Segmentation data:
* * * * * * *

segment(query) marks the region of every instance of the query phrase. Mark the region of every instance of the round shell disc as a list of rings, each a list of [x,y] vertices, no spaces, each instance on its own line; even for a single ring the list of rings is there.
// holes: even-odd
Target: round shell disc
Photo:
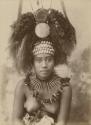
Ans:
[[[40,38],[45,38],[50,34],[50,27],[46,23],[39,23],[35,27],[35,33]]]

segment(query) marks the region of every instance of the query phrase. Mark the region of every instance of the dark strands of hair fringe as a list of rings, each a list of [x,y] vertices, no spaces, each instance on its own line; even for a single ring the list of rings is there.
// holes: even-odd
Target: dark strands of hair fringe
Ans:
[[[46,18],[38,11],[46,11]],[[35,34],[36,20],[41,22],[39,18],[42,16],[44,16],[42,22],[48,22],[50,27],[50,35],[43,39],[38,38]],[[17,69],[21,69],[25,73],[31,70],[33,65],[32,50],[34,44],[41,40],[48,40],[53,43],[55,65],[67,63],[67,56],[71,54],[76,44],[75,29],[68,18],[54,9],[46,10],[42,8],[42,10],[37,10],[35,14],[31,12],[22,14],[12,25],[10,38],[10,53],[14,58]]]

* * * * * * *

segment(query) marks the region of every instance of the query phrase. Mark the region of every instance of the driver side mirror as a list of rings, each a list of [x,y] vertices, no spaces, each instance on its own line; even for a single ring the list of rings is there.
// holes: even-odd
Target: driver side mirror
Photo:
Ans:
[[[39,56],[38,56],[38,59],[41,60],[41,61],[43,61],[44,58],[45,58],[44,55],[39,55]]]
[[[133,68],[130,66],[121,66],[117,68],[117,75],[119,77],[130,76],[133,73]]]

* * * * * * *

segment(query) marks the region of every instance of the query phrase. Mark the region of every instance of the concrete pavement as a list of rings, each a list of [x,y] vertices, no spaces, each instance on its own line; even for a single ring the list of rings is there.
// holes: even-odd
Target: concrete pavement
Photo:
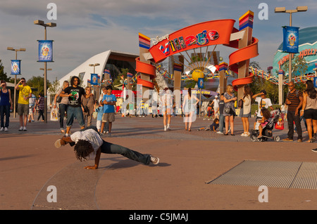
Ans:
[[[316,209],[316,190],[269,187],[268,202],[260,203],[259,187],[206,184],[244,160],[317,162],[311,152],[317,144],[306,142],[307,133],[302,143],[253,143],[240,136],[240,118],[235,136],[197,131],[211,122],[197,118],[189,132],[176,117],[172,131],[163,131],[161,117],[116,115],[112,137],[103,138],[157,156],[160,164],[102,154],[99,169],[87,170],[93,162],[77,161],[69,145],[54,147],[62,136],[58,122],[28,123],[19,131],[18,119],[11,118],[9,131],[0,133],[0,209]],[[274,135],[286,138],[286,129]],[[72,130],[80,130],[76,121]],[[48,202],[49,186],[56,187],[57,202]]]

* * * * * * *

GIVEN EXERCISE:
Report the number of lines in the items above that contain the string "dark", giving the number alone.

SOLUTION FOR THIS PROBLEM:
2